§ **Prompt 1**
Answer these questions about the book review:
(a) Which country does Sylvester tell the landlord he comes from?
(b) What destination is chosen for Battersby's coach excursion?
(c) Instead of touring the palace, what do most of the men choose?

§ **Supplied passage**
※
The Housing Lark is definitely a lark as it’s full of humorous episodes and laugh out loud character studies of Battersby’s house mates and friends. However, behind the humour, what the book does so well is to shed light on more serious issues: whether that’s the Anglo-centric nature of the history syllabus, the overt raciscm faced by immigrants or the lack of access to decent housing.

For example, although it has the serious issue of discrimination at its heart, one of my favourite stories concerns Sylvester. In order to find a room to rent, he is forced to convince the landlord he is from India rather than from Trinidad (the former being more acceptable seemingly than the latter.) He succeeds but has to keep up the part despite knowing little about India. Entering Sylvester’s room one day to find him standing on his head, the landlord asks what he is doing. Sylvester replies, “I am practising my yoghourt”. There are many more episodes of that kind.

One of Battersby’s moneymaking schemes to help raise the deposit for a house is to organise a coach excursion. The destination chosen is “Hamdon Court” and much hilarity ensues from the very start. “And the food and drink – well, it look like they setting off for an expedition to the North Pole or something.” When they finally get going, “like if fete start up right away. Fellars begin beating bottle and spoon and singing calypso…three bottles of rum start to make rounds…a woman open up a pot of pilau and start dishing out food.”

On arrival at their destination, most of the men choose not to tour the palace, opting instead for the delights of the rum bottle and showing off their (supposed) knowledge of history. All English history, of course.
Nights of the round table and Richard with the lion heart and them fellars“, offers one. “Don’t forget Robin Hood and the Merry Men. And what about the fellar who was watching a spider and make the cakes burn?“, says another.
※
§ **Given data**
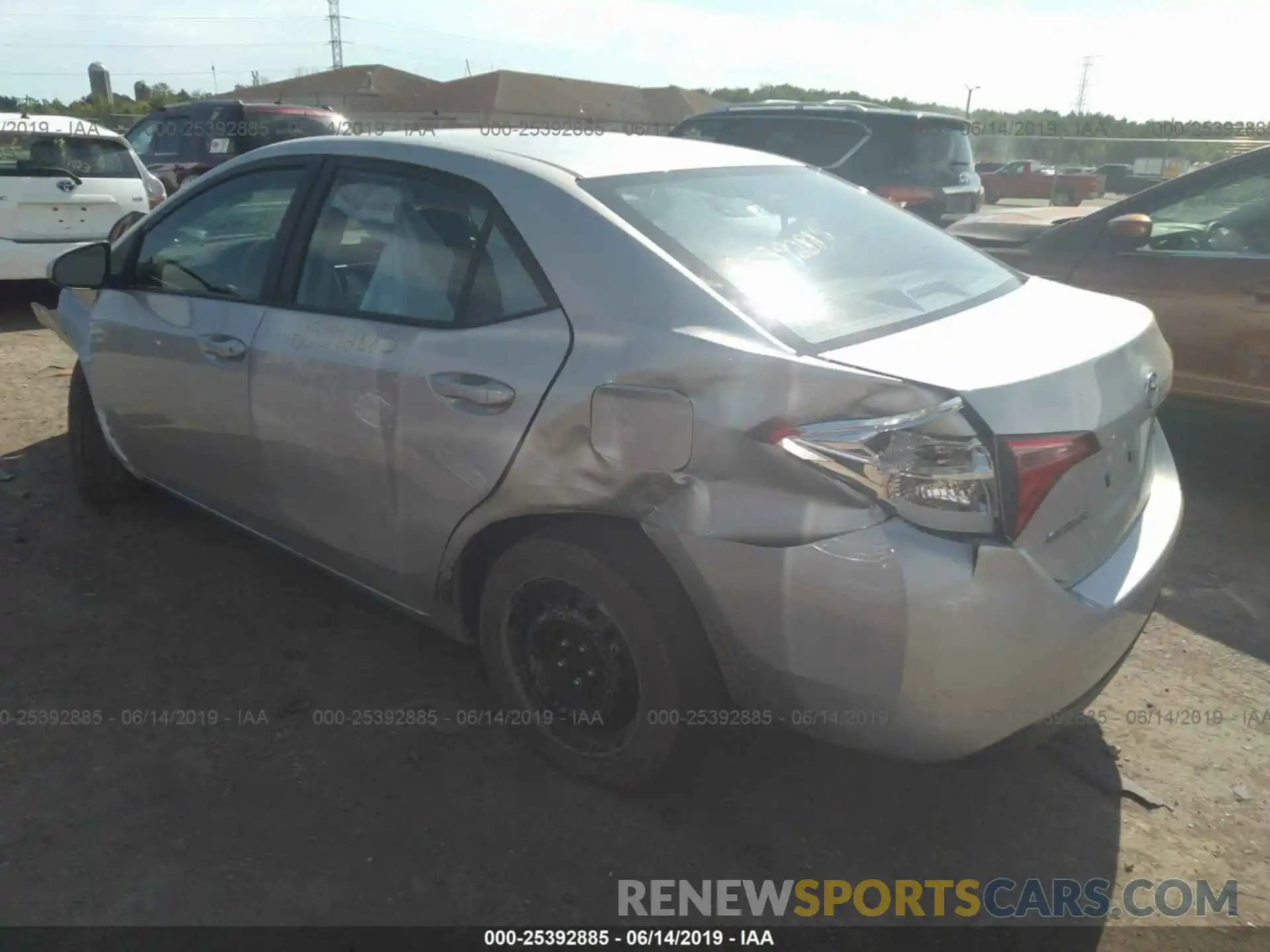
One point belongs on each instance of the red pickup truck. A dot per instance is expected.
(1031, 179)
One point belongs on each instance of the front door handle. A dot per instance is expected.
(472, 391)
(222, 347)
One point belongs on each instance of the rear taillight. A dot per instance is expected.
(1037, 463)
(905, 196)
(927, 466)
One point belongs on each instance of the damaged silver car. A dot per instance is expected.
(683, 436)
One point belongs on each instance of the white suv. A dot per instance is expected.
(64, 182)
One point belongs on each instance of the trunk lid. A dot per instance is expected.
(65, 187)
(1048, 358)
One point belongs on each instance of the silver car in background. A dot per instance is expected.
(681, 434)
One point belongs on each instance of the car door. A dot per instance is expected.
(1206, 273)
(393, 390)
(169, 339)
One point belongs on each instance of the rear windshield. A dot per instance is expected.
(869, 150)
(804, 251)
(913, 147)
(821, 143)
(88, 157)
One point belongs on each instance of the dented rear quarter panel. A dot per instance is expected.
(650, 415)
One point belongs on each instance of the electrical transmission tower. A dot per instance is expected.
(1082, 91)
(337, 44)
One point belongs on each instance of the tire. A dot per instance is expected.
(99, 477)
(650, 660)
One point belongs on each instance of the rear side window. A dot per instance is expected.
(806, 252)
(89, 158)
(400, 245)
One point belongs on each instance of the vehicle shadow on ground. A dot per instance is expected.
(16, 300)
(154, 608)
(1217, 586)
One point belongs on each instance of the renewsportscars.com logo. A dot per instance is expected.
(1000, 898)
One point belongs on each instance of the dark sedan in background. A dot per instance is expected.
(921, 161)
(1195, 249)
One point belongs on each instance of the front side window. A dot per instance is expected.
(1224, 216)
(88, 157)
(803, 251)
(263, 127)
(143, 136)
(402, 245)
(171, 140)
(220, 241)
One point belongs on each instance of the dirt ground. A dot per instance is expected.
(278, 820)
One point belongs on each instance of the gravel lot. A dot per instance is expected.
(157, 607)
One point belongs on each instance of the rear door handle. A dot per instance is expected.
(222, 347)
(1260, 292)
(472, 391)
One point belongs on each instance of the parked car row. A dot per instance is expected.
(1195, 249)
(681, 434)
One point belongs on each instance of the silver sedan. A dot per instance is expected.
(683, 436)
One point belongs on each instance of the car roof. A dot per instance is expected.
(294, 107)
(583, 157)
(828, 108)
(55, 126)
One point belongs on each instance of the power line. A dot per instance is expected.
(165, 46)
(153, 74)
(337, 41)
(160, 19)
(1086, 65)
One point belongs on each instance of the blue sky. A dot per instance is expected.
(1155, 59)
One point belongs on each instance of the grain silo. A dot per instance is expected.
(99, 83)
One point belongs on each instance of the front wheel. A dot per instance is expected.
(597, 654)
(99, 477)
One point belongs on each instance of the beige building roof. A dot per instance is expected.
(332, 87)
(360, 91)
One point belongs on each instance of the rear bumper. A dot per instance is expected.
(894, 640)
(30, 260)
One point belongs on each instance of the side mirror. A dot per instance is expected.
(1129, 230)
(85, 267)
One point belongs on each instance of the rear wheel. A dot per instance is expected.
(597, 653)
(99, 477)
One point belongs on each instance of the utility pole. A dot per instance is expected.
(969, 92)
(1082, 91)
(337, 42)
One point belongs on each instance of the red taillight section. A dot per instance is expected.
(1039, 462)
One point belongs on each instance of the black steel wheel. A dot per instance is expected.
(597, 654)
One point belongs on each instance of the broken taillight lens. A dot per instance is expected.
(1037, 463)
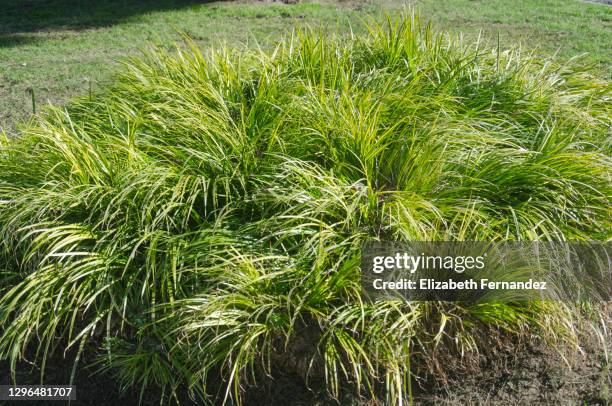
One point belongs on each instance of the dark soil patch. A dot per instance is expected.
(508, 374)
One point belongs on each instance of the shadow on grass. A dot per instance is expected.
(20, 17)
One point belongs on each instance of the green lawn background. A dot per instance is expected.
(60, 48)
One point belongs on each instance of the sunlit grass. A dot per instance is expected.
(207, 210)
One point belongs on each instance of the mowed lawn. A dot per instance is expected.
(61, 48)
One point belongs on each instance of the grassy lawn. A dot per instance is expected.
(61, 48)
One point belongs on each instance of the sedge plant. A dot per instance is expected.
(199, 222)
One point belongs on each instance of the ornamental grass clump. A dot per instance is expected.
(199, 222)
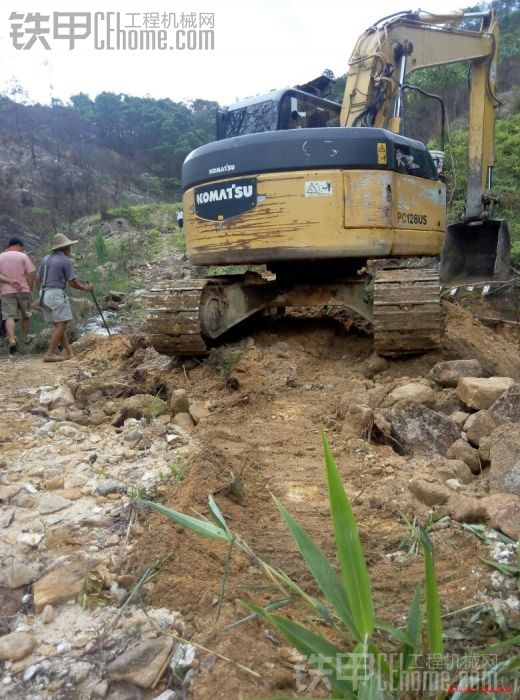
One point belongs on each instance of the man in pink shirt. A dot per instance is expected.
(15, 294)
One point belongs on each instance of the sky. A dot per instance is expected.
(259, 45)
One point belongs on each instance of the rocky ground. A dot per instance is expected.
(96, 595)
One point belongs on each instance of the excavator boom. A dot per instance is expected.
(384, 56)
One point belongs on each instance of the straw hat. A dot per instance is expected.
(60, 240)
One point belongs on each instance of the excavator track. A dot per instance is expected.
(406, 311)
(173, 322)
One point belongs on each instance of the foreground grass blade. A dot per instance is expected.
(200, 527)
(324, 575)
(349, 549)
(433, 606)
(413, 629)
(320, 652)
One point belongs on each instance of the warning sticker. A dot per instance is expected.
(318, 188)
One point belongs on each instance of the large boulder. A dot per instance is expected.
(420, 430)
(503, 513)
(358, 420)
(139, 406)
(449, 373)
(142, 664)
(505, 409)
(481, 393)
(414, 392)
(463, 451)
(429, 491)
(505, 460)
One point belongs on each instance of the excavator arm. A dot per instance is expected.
※
§ **Prompt 2**
In the records, begin at the first line and stop after the line that has "(1048, 358)". Give those lines again with "dot" changed to "mark" everywhere, keeping everything else the same and leaving out the pictures.

§ **Written response 1**
(a) India
(b) "Hamdon Court"
(c) The delights of the rum bottle and showing off their (supposed) knowledge of history

§ **Written response 2**
One point belongs on each instance of the red pickup truck. A mark per instance is expected.
(1031, 179)
One point belongs on each instance of the front door handle. A mark per instance is expected.
(472, 391)
(222, 347)
One point belongs on each instance of the rear taillight. A mark per instance is expected.
(1037, 463)
(905, 196)
(927, 466)
One point belongs on each instance of the damaged silver car. A mark per instance is expected.
(683, 436)
One point belongs on each instance of the white suv. A mark per instance is expected.
(64, 182)
One point belongs on each instance of the trunk lid. A mark per instance is expected.
(65, 187)
(1048, 358)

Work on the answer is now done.